WHAT YOU HAVE TO DO
When you reach the line in the listing below that contains "in red jersey.", begin returning lines exactly as written, and stop after the line that contains "find player's hand.". Return no other lines.

====

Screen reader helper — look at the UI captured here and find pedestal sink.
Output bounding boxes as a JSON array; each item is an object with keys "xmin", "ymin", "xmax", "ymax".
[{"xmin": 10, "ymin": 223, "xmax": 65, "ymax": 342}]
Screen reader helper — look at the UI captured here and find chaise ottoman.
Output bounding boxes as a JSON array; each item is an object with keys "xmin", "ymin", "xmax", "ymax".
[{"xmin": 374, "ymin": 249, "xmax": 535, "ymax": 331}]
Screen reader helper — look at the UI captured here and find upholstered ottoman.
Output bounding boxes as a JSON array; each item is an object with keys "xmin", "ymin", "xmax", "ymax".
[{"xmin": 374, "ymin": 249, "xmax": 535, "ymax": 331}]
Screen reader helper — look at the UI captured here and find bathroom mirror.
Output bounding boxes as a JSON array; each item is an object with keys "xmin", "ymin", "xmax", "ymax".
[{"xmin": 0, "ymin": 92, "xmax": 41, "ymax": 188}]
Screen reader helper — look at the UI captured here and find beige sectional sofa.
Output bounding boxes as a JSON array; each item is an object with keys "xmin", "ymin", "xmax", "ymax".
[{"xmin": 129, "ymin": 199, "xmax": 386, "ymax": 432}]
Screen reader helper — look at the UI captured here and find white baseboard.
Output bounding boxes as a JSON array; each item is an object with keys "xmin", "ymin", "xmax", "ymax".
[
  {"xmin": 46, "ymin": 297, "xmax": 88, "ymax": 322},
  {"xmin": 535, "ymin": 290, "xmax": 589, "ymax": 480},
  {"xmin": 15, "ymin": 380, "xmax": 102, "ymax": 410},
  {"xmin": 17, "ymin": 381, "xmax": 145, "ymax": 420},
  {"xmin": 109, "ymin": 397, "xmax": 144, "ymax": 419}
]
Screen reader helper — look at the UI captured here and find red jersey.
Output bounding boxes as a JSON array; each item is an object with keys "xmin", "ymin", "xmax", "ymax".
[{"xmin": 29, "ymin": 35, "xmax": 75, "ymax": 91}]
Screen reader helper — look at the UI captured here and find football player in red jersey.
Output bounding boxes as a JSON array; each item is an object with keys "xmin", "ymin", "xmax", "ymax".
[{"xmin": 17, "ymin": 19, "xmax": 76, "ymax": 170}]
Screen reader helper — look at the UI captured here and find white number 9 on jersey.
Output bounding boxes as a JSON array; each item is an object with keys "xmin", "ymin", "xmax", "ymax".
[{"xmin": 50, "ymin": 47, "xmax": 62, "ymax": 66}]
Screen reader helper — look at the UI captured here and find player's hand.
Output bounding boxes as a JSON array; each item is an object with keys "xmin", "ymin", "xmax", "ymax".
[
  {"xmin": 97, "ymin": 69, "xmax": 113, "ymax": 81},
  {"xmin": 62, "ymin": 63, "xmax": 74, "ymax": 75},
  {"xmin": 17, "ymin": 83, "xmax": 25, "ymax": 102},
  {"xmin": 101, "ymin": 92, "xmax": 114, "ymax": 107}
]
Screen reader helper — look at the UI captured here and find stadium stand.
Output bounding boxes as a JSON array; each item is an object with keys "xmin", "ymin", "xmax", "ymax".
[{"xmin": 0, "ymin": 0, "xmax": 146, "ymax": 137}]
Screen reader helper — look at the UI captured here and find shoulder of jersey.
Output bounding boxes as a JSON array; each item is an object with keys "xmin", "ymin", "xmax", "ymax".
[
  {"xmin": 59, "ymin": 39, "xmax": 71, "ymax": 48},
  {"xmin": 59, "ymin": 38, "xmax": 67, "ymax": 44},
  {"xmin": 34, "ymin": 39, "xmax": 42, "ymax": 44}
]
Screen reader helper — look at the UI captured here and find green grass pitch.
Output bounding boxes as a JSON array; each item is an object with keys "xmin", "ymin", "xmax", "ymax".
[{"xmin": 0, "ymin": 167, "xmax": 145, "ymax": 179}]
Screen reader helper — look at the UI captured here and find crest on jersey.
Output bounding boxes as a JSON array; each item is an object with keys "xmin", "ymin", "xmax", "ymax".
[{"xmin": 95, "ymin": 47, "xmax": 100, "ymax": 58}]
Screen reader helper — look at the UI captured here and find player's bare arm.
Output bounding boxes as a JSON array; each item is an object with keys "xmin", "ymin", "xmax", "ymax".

====

SOLUTION
Screen reader helper — look at the UI captured here and find football player in red jersey.
Output bounding boxes as a JSON array; each item is an object with keys "xmin", "ymin", "xmax", "ymax".
[{"xmin": 17, "ymin": 19, "xmax": 76, "ymax": 170}]
Screen reader helper — look at the UI captured here and find white number 9 on jersey.
Output bounding boxes as a JSON array; each item is an object with keys "xmin", "ymin", "xmax", "ymax".
[{"xmin": 50, "ymin": 47, "xmax": 62, "ymax": 66}]
Screen reader helper — look at the UI captured here and find player's hand.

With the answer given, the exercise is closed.